• Task goal: Pick out each line in the data below that contains the word "please" and copy those lines.
#### Data for this exercise
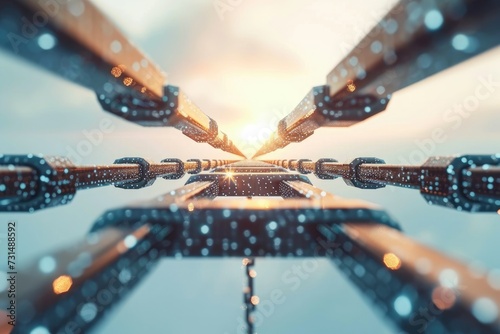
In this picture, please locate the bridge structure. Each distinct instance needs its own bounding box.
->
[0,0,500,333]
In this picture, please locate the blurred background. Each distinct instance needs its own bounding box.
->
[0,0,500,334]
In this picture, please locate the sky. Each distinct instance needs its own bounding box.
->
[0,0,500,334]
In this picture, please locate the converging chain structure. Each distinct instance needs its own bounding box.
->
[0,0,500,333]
########
#### Data for this exercise
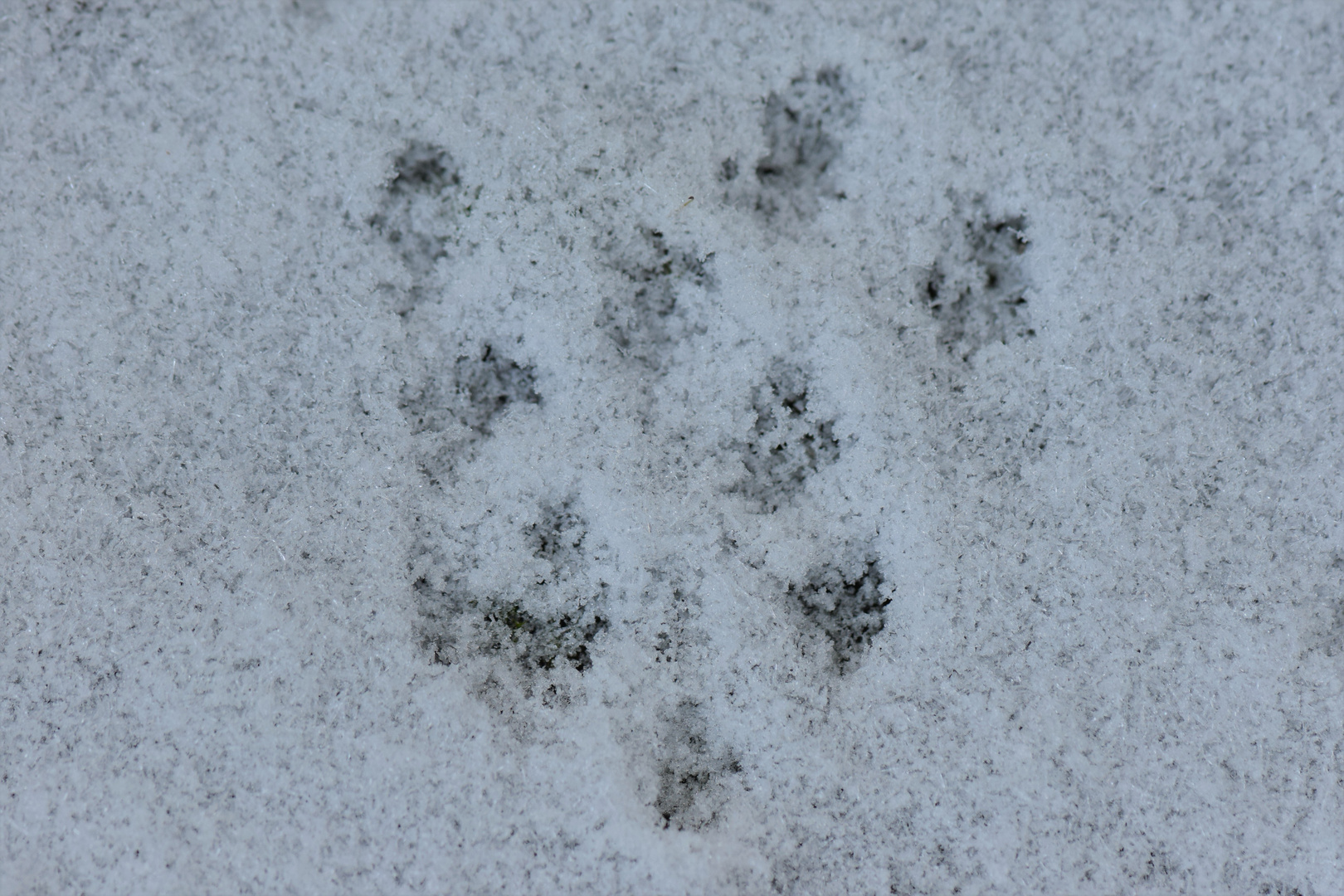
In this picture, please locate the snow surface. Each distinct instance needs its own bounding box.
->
########
#### Data for this exercise
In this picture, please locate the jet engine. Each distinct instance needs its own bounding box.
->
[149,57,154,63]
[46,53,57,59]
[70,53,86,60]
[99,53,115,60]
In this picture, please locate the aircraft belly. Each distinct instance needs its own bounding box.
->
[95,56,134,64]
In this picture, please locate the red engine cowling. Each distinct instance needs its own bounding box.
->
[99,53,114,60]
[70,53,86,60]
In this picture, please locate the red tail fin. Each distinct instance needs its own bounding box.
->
########
• Exercise answer:
In this picture, please locate the bridge structure. Each distinct instance needs its own bounding box.
In this picture, please locate the blurred background. Each distinct instance needs its own bounding box.
In this picture, please locate the sky. Each distinct instance needs its own bounding box.
In this picture, please locate the converging chain structure. Each distinct instance needs its own bounding box.
In this picture, please locate the snow surface. Each distinct instance needs its own bounding box.
In this picture, please locate the jet engine. Each distinct instance needs its own bounding box.
In this picture, please locate the aircraft belly. Each distinct instance needs its own bounding box.
In this picture, please locate the red engine cowling. Each distinct instance needs its own bounding box.
In this picture, please locate the red tail fin. Each distinct instance needs its own bounding box.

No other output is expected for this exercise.